Las feroces críticas de Unamuno y Ortega y Gasset a esta «España idiota» que hemos olvidado
A comienzos de la Gran Guerra en julio de 1914, muchos políticos e intelectuales españoles criticaron al Gobierno y a la Monarquía por declarar neutral al país, produciéndose duros enfrentamientos con los que opinaban lo contrario. Ese debate elevó la tensión en los medios de comunicación a cotas muy altas, produciéndose, según lo calificó Pío Baroja, una «Guerra Civil de las palabras».
Lo dijo alto y claro. «Por desgracia, escribo desde un arrabal de Europa», escribía José Ortega y Gasset el 5 de agosto de 1914 en referencia a España. En su artículo, el filósofo madrileño comparaba la reacción de otros «valientes» países de Europa que habían decidido mandar a sus soldados a la Primera Guerra Mundial y morir por unos ideales, a diferencia de nosotros, que con nuestra neutralidad tan solo demostrábamos ser un país que «no daba señales de vida» y vivía sumido en una modorra «muy próxima a la idiotez».

Información registrada →
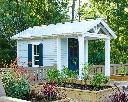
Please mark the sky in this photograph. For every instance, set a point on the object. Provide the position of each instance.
(76, 7)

Instrucción → Según el extracto, ¿en qué fecha escribió Ortega y Gasset la frase «Por desgracia, escribo desde un arrabal de Europa»? Responde únicamente con la información del extracto.

Respuesta del ejercicio → El 5 de agosto de 1914.